━━━ DATA PROVIDED ━━━
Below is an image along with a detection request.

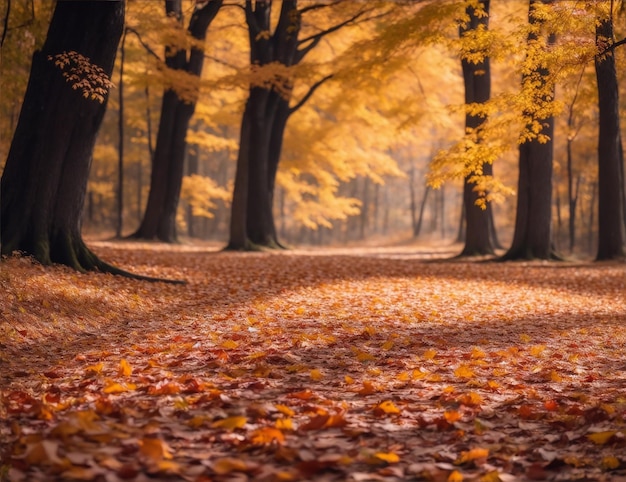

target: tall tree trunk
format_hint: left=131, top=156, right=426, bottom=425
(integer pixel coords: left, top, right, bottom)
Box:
left=502, top=0, right=557, bottom=260
left=225, top=0, right=358, bottom=250
left=595, top=2, right=626, bottom=261
left=459, top=0, right=494, bottom=256
left=115, top=29, right=126, bottom=238
left=0, top=1, right=124, bottom=272
left=131, top=0, right=223, bottom=243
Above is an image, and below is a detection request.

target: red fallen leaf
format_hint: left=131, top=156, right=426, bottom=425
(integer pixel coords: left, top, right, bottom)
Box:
left=517, top=405, right=536, bottom=420
left=183, top=378, right=205, bottom=393
left=43, top=368, right=63, bottom=378
left=526, top=462, right=548, bottom=480
left=300, top=414, right=330, bottom=430
left=250, top=427, right=285, bottom=445
left=543, top=400, right=559, bottom=412
left=583, top=407, right=610, bottom=423
left=43, top=392, right=61, bottom=403
left=287, top=389, right=315, bottom=400
left=148, top=380, right=183, bottom=395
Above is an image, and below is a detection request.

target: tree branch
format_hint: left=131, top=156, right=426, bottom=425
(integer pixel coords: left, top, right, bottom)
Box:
left=126, top=26, right=163, bottom=62
left=0, top=0, right=11, bottom=49
left=289, top=74, right=334, bottom=115
left=597, top=38, right=626, bottom=57
left=296, top=2, right=374, bottom=63
left=300, top=0, right=342, bottom=14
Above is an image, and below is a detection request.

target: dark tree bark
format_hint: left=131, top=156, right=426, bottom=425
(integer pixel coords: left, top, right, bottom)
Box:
left=131, top=0, right=223, bottom=243
left=502, top=0, right=558, bottom=260
left=0, top=1, right=124, bottom=272
left=115, top=25, right=126, bottom=238
left=459, top=0, right=495, bottom=256
left=595, top=6, right=626, bottom=261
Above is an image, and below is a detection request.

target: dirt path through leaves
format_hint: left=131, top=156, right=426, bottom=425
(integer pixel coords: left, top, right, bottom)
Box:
left=0, top=243, right=626, bottom=482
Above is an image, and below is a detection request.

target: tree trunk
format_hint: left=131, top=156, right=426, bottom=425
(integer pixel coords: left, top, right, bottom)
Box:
left=502, top=0, right=557, bottom=260
left=115, top=29, right=126, bottom=238
left=459, top=0, right=494, bottom=256
left=595, top=5, right=626, bottom=261
left=225, top=0, right=348, bottom=250
left=0, top=1, right=124, bottom=272
left=131, top=0, right=223, bottom=243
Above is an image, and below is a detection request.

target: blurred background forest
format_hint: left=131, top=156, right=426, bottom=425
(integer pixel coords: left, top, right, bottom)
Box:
left=0, top=0, right=626, bottom=256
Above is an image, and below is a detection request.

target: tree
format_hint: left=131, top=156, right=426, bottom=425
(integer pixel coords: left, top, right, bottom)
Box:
left=595, top=1, right=626, bottom=261
left=131, top=0, right=223, bottom=243
left=503, top=0, right=556, bottom=260
left=459, top=0, right=497, bottom=256
left=226, top=0, right=378, bottom=250
left=0, top=1, right=130, bottom=278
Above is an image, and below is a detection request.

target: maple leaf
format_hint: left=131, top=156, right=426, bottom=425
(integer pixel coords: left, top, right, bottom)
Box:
left=139, top=437, right=173, bottom=463
left=373, top=400, right=401, bottom=416
left=249, top=427, right=285, bottom=445
left=211, top=416, right=248, bottom=431
left=118, top=358, right=133, bottom=377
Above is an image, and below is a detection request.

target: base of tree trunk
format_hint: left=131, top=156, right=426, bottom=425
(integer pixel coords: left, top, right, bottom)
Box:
left=222, top=239, right=289, bottom=252
left=498, top=249, right=565, bottom=261
left=3, top=234, right=187, bottom=284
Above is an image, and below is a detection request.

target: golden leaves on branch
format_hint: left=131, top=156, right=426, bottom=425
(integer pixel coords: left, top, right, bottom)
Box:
left=48, top=50, right=114, bottom=104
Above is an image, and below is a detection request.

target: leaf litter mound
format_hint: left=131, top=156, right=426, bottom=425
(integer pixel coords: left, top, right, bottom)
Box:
left=0, top=242, right=626, bottom=482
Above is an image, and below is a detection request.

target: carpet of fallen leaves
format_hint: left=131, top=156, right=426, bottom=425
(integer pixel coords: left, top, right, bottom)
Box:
left=0, top=242, right=626, bottom=482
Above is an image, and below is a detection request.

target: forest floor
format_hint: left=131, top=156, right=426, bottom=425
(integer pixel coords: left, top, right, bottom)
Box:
left=0, top=242, right=626, bottom=482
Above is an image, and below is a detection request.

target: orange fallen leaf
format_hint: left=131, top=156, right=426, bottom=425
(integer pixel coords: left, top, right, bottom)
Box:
left=102, top=380, right=137, bottom=393
left=448, top=470, right=463, bottom=482
left=211, top=416, right=248, bottom=431
left=211, top=457, right=249, bottom=475
left=250, top=427, right=285, bottom=445
left=374, top=400, right=400, bottom=416
left=374, top=452, right=400, bottom=464
left=357, top=380, right=378, bottom=395
left=587, top=430, right=617, bottom=445
left=117, top=358, right=133, bottom=377
left=139, top=437, right=173, bottom=462
left=454, top=365, right=476, bottom=378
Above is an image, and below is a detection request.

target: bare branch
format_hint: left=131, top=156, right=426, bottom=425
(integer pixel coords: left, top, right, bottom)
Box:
left=289, top=74, right=334, bottom=115
left=204, top=54, right=239, bottom=70
left=300, top=0, right=342, bottom=14
left=296, top=2, right=384, bottom=63
left=0, top=0, right=11, bottom=48
left=597, top=38, right=626, bottom=57
left=126, top=26, right=163, bottom=62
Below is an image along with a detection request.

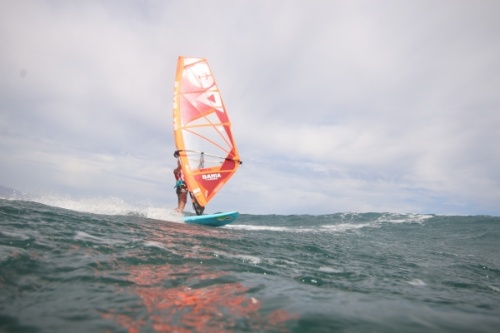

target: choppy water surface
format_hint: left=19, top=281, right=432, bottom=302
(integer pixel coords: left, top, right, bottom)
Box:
left=0, top=200, right=500, bottom=332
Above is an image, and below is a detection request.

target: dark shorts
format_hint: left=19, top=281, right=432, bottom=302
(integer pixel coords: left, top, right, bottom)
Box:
left=175, top=186, right=187, bottom=195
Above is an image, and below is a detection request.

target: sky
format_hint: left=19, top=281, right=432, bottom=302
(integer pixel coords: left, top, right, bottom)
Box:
left=0, top=0, right=500, bottom=215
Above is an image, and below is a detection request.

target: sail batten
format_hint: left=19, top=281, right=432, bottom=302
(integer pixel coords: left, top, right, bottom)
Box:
left=173, top=57, right=242, bottom=206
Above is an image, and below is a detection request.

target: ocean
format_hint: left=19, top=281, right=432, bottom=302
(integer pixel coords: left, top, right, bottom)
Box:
left=0, top=199, right=500, bottom=333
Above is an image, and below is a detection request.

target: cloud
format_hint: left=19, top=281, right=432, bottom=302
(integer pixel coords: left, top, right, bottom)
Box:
left=0, top=1, right=500, bottom=214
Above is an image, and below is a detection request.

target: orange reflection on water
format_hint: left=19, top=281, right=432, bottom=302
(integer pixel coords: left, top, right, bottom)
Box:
left=104, top=265, right=296, bottom=333
left=103, top=219, right=297, bottom=333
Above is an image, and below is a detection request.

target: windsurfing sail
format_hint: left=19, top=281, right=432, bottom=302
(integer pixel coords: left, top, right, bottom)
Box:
left=173, top=57, right=242, bottom=215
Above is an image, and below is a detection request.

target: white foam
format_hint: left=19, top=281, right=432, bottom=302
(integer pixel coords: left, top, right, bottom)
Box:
left=29, top=195, right=183, bottom=222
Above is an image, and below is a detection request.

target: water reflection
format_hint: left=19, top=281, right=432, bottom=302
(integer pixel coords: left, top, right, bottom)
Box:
left=103, top=219, right=296, bottom=333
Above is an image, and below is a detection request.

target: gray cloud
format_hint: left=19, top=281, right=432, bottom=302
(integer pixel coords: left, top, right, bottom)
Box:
left=0, top=1, right=500, bottom=214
━━━
**YOUR TASK:** Every line of the data above should be quoted exactly. Omit the pictures.

**RESULT OF THE TASK:**
Below is an image along with a detection request.


target: tall tree trunk
format_hint: left=131, top=156, right=426, bottom=425
(integer pixel coords: left, top, right, bottom)
Box:
left=502, top=0, right=557, bottom=260
left=225, top=0, right=358, bottom=250
left=595, top=2, right=626, bottom=261
left=459, top=0, right=494, bottom=256
left=115, top=29, right=126, bottom=238
left=0, top=1, right=124, bottom=272
left=131, top=0, right=223, bottom=243
Above is an image, and below is a detection request.

target: red fallen leaf
format_hint: left=131, top=156, right=426, bottom=425
(integer pixel coords: left, top, right, bottom)
Box:
left=517, top=405, right=536, bottom=420
left=183, top=378, right=205, bottom=393
left=43, top=368, right=63, bottom=378
left=526, top=462, right=548, bottom=480
left=300, top=414, right=330, bottom=430
left=250, top=427, right=285, bottom=445
left=543, top=400, right=559, bottom=412
left=583, top=407, right=610, bottom=423
left=43, top=392, right=61, bottom=403
left=287, top=389, right=315, bottom=400
left=148, top=380, right=183, bottom=395
Above is an image, and below is a detection request.

target: tree branch
format_hint: left=131, top=156, right=426, bottom=425
(integer pixel coords: left, top, right, bottom)
Box:
left=126, top=26, right=163, bottom=62
left=0, top=0, right=11, bottom=49
left=289, top=74, right=334, bottom=115
left=597, top=38, right=626, bottom=57
left=296, top=2, right=374, bottom=63
left=300, top=0, right=342, bottom=14
Above is an image, and below is a detection request.

target: dark tree bark
format_hint: left=131, top=156, right=426, bottom=425
(integer pixel coords: left, top, right, bottom)
Box:
left=131, top=0, right=223, bottom=243
left=502, top=0, right=558, bottom=260
left=0, top=1, right=124, bottom=272
left=115, top=25, right=126, bottom=238
left=459, top=0, right=495, bottom=256
left=595, top=6, right=626, bottom=261
Above is an image, and below is a detection request.

target: dirt path through leaves
format_hint: left=131, top=156, right=426, bottom=425
(integer pixel coords: left, top, right, bottom)
Box:
left=0, top=243, right=626, bottom=482
Above is an image, and below is a detection request.

target: tree trunk
format_hint: left=131, top=156, right=426, bottom=425
(integer pixel coords: left, top, right, bottom)
Box:
left=502, top=0, right=557, bottom=260
left=115, top=29, right=126, bottom=238
left=459, top=0, right=494, bottom=256
left=595, top=5, right=626, bottom=261
left=225, top=0, right=348, bottom=250
left=0, top=1, right=124, bottom=272
left=131, top=0, right=223, bottom=243
Above is an image, and below is a detection request.

target: blurred background forest
format_hint: left=131, top=156, right=426, bottom=425
(integer pixel coords: left, top, right, bottom)
Box:
left=0, top=0, right=626, bottom=256
Above is an image, and below is a detection request.

target: tree
format_hint: left=131, top=156, right=426, bottom=425
(integer pixel coords: left, top, right, bottom)
Box:
left=595, top=1, right=626, bottom=261
left=131, top=0, right=223, bottom=243
left=503, top=0, right=556, bottom=260
left=459, top=0, right=497, bottom=256
left=226, top=0, right=378, bottom=250
left=0, top=1, right=130, bottom=278
Above is an image, and below is a detection request.

target: maple leaf
format_hint: left=131, top=156, right=426, bottom=425
(integer pixel coords: left, top, right, bottom)
Box:
left=139, top=437, right=173, bottom=463
left=373, top=400, right=401, bottom=416
left=249, top=427, right=285, bottom=445
left=211, top=416, right=248, bottom=431
left=118, top=358, right=133, bottom=377
Above is an image, and below is a detection request.

target: base of tree trunk
format_hint: left=131, top=156, right=426, bottom=425
(integer pixel coords: left, top, right, bottom)
Box:
left=222, top=239, right=289, bottom=252
left=498, top=249, right=565, bottom=261
left=3, top=234, right=187, bottom=284
Above is an image, and below is a detection request.

target: golden leaves on branch
format_hint: left=131, top=156, right=426, bottom=425
(integer pixel coords: left, top, right, bottom)
Box:
left=48, top=50, right=114, bottom=104
Above is an image, and below is a detection request.

target: leaf litter mound
format_hint: left=131, top=156, right=426, bottom=425
(integer pixel coords: left, top, right, bottom)
Box:
left=0, top=242, right=626, bottom=482
Above is an image, and below is a detection request.

target: carpet of fallen leaves
format_hint: left=131, top=156, right=426, bottom=425
(integer pixel coords: left, top, right, bottom)
Box:
left=0, top=242, right=626, bottom=482
Above is an image, and below is a detection request.

target: forest floor
format_hint: left=131, top=156, right=426, bottom=425
(integer pixel coords: left, top, right, bottom)
Box:
left=0, top=242, right=626, bottom=482
Above is an image, and below is a detection request.

target: orange fallen leaf
format_hint: left=131, top=156, right=426, bottom=425
(integer pixel coords: left, top, right, bottom)
Box:
left=102, top=380, right=137, bottom=393
left=448, top=470, right=463, bottom=482
left=211, top=416, right=248, bottom=431
left=211, top=457, right=249, bottom=475
left=250, top=427, right=285, bottom=445
left=374, top=400, right=400, bottom=416
left=374, top=452, right=400, bottom=464
left=357, top=380, right=378, bottom=395
left=587, top=430, right=617, bottom=445
left=117, top=358, right=133, bottom=377
left=139, top=437, right=173, bottom=462
left=454, top=365, right=476, bottom=378
Above is an image, and below is a detection request.

target: bare branch
format_hint: left=131, top=156, right=426, bottom=425
(integer pixel coords: left, top, right, bottom)
Box:
left=289, top=74, right=334, bottom=115
left=204, top=54, right=239, bottom=70
left=300, top=0, right=342, bottom=14
left=296, top=2, right=384, bottom=63
left=0, top=0, right=11, bottom=48
left=597, top=38, right=626, bottom=57
left=126, top=26, right=163, bottom=62
Below is an image along with a detection request.


target: choppy water surface
format_hint: left=19, top=281, right=432, bottom=302
(integer pixel coords: left, top, right, bottom)
Box:
left=0, top=200, right=500, bottom=332
Above is an image, and below is a detection request.

target: dark shorts
format_hint: left=19, top=281, right=432, bottom=302
(integer pixel coords: left, top, right, bottom)
Box:
left=175, top=186, right=187, bottom=195
Above is an image, and below is a detection request.

target: sky
format_hint: left=19, top=281, right=432, bottom=302
(integer pixel coords: left, top, right, bottom)
Box:
left=0, top=0, right=500, bottom=215
Above is an image, and below is a detection request.

target: sail batten
format_hint: left=19, top=281, right=432, bottom=302
(integer pixel coords: left, top, right, bottom)
Box:
left=173, top=57, right=242, bottom=206
Above is an image, and below is a detection request.

target: ocean
format_hint: left=19, top=281, right=432, bottom=302
(integer pixel coords: left, top, right, bottom)
Box:
left=0, top=199, right=500, bottom=333
Above is an image, and below is a detection request.

target: cloud
format_hint: left=19, top=281, right=432, bottom=302
(integer pixel coords: left, top, right, bottom)
Box:
left=0, top=1, right=500, bottom=214
Above is an image, and below is a detection request.

target: orange reflection on water
format_hint: left=19, top=281, right=432, bottom=302
(integer pixel coords: left, top, right, bottom)
Box:
left=104, top=265, right=296, bottom=333
left=103, top=219, right=297, bottom=333
Above is an image, and below is a detection request.

target: windsurfing sail
format_hint: left=19, top=281, right=432, bottom=302
(integer pixel coords: left, top, right, bottom)
Box:
left=173, top=57, right=242, bottom=215
Above is an image, and below is a detection request.

target: white foam
format_hint: left=19, top=281, right=432, bottom=302
(integer pixel coords: left, top, right, bottom)
Box:
left=29, top=195, right=183, bottom=222
Above is an image, and below is a detection request.

target: water reflection
format_hint: left=19, top=281, right=432, bottom=302
(integer pixel coords: left, top, right, bottom)
Box:
left=103, top=219, right=296, bottom=333
Above is an image, and below is a detection request.

target: gray cloud
format_hint: left=19, top=281, right=432, bottom=302
(integer pixel coords: left, top, right, bottom)
Box:
left=0, top=1, right=500, bottom=214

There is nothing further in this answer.